▶ **EXTRACT**
Deterministic Fracture Mechanics An analysis that uses fixed values of input parameters to a fracture mechanics model to estimate a fixed model output or quantity of interest computed from the output.

Discrete versus Continuous Variables A discrete random variable is a variable that has a nonzero probability for only a finite, or countably infinite, set of values. A continuous random variable is a variable that has an absolutely continuous cumulative distribution function (Reference 0-3).

Distribution A function specifying the values that the random variable can take and the likelihood they will occur.

Engineering Judgment The scientific process by which a design, installation, operation/maintenance, or safety problem is systematically evaluated. The decision made by an engineer based on the available data to propose a design or a line of action.

Epistemic Uncertainty The uncertainty related to the lack of knowledge or confidence about the system or model; also known as state-of-knowledge uncertainty. As defined by the American Society of Mechanical Engineers (ASME)/American Nuclear Society (ANS) probabilistic risk assessment (PRA) standard (Reference 0-1), the uncertainty attributable to incomplete knowledge about a phenomenon that affects our ability to model it. Epistemic uncertainty is reflected in ranges of values for parameters, a range of viable models, the level of model detail, multiple expert interpretations, and statistical confidence. In principle, epistemic uncertainty can be reduced by the accumulation of additional information. (Epistemic uncertainty is sometimes also called modeling uncertainty.) (Reference 0-1)

▶ **WRITTEN REQUEST 1**
Reproduce the section of the glossary that begins with the words "Discrete versus Continuous" and ends with "they will occur.".
▶ **WRITTEN REQUEST 2**
According to the glossary, what kind of cumulative distribution function does a continuous random variable have?
▶ **WRITTEN REQUEST 3**
Pick up the glossary of fracture mechanics and uncertainty terms after its final entry and continue it.

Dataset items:
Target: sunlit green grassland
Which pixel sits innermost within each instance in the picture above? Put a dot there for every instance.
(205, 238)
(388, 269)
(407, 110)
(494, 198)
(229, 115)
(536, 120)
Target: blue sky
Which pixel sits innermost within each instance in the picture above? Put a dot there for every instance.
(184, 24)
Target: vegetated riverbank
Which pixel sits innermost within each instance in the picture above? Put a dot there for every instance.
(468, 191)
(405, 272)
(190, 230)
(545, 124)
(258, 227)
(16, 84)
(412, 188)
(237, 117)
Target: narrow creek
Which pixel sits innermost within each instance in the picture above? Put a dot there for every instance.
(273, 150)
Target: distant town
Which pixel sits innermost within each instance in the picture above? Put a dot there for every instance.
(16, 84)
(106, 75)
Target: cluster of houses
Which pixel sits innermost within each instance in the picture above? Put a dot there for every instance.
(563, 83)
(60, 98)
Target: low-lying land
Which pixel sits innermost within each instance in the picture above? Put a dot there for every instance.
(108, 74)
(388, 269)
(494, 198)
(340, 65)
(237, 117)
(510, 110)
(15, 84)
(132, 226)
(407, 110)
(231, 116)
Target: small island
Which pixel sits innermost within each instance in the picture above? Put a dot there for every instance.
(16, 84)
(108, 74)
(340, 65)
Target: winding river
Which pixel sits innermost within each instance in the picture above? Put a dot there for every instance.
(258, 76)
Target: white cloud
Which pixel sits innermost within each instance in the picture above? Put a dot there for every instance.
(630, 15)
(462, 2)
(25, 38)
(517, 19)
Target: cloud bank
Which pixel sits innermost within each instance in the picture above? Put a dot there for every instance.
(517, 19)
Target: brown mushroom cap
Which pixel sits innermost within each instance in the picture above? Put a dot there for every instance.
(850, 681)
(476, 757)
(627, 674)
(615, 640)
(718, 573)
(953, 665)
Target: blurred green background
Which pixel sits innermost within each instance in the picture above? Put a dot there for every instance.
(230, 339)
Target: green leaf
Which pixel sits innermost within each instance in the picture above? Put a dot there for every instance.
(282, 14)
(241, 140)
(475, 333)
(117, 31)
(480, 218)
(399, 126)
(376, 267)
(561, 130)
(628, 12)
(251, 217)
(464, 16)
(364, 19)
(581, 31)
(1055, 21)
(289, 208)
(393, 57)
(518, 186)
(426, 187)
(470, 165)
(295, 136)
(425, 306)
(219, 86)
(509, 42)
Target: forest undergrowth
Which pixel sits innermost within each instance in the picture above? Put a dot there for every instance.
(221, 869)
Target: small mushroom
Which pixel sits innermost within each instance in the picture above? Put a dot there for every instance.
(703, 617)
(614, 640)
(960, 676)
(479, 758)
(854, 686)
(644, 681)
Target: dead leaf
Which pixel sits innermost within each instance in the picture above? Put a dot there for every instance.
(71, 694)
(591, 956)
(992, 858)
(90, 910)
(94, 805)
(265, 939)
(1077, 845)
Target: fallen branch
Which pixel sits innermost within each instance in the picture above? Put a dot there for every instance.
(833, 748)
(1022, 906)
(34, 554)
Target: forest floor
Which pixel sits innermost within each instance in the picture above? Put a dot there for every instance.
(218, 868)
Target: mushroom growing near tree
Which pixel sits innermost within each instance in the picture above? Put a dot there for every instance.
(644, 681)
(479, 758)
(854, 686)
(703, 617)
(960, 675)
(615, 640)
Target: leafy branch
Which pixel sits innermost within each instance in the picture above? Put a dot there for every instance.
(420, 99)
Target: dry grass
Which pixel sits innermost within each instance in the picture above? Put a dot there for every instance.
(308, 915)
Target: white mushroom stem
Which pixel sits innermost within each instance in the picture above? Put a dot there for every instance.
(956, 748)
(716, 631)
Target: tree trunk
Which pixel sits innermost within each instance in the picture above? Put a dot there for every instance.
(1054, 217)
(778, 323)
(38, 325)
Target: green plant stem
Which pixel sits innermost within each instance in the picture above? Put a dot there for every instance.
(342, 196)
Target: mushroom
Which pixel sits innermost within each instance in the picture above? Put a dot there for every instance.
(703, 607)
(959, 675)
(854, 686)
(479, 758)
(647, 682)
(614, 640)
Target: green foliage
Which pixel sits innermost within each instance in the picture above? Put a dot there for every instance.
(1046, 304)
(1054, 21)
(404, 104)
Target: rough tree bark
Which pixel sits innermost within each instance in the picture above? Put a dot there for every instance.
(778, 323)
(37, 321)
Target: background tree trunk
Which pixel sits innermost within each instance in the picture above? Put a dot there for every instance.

▶ **RIGHT ANSWER 1**
Discrete versus Continuous Variables A discrete random variable is a variable that has a nonzero probability for only a finite, or countably infinite, set of values. A continuous random variable is a variable that has an absolutely continuous cumulative distribution function (Reference 0-3).

Distribution A function specifying the values that the random variable can take and the likelihood they will occur.

▶ **RIGHT ANSWER 2**
An absolutely continuous cumulative distribution function.

▶ **RIGHT ANSWER 3**
Expert Elicitation A formal, structured, and documented process to obtain judgments from expert(s). May be used to obtain information from technical experts on topics that are uncertain. A process in which experts are assembled and their judgment is sought and aggregated in a formal way.

(Reference 0-1)

Expert Judgment Information (or opinion) provided by one or more technical experts based on their experience and knowledge. Used when there is a lack of information, for example, if certain parameter values are unknown, or there are questions about phenomenology in accident progression. May be part of a structured approach, such as expert elicitation, but is not necessarily as formal. May be the opinion of one or more experts, whereas expert elicitation is a highly structured process 103

in which the opinions of several experts are sought, collected, and aggregated in a very formal way. (Reference 0-1)

Failure Probability As defined in the ASME/ANS PRA standard (Reference 0-1), the likelihood that a system or component will fail to operate upon demand or fail to operate for a specific mission time (Reference 0-1). For components, can also be the likelihood of a component being in a defective, unacceptable condition (adverse condition or event) (e.g., leakage from reactor coolant pressure boundary).

Frequency The expected number of occurrences of an event or accident condition expressed per unit of time. Normally expressed in events per plant (or reactor) operating year or events per plant (or reactor) calendar year (Reference 0-1).

Global Sensitivity Analysis The study of how the uncertainty in the output or quantity of interest of a model (numerical or otherwise) can be apportioned to different sources of uncertainty in the model input. The term global ensures that the analysis considers more than just local or one-factor-at-a-time effects.

Hence, interactions and nonlinearities are important components of a global statistical sensitivity analysis (Reference 0-3).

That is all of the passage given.